Collected data:
---------------

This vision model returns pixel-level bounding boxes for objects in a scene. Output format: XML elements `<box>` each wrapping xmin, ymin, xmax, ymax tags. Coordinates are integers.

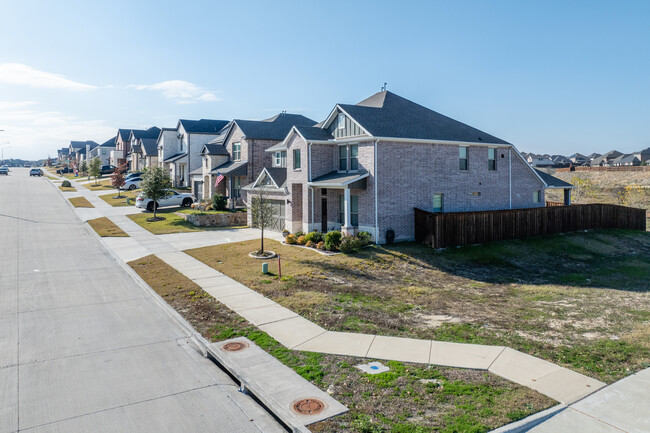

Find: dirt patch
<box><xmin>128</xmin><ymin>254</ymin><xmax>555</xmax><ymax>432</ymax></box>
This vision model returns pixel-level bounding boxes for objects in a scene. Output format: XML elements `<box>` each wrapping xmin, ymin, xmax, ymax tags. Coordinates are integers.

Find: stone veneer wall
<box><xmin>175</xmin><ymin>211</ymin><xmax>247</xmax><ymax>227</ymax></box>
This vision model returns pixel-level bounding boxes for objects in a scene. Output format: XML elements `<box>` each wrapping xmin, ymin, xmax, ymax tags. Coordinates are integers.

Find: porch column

---------------

ACTIVITY
With the images omitted, repeat all the data word for word.

RESPONSE AREA
This vision model returns pixel-level bounding boxes for objects in a scene. Output format: XML elements `<box>` each wrapping xmin, ymin, xmax, ymax tags. Coordinates are integers.


Find: dirt patch
<box><xmin>128</xmin><ymin>254</ymin><xmax>555</xmax><ymax>432</ymax></box>
This vision model returns pixel-level bounding boxes for objects in a scene. Output format: XML elements `<box>` each wrapping xmin, ymin, xmax, ymax tags. Coordinates are integers.

Find: stone veneer wall
<box><xmin>175</xmin><ymin>211</ymin><xmax>247</xmax><ymax>227</ymax></box>
This vision model returns pixel-level bounding boxes for objects in a scene. Output format: XML elements `<box>` each wrapping xmin, ymin, xmax, ymax tags. Coordinates are integers.

Find: porch column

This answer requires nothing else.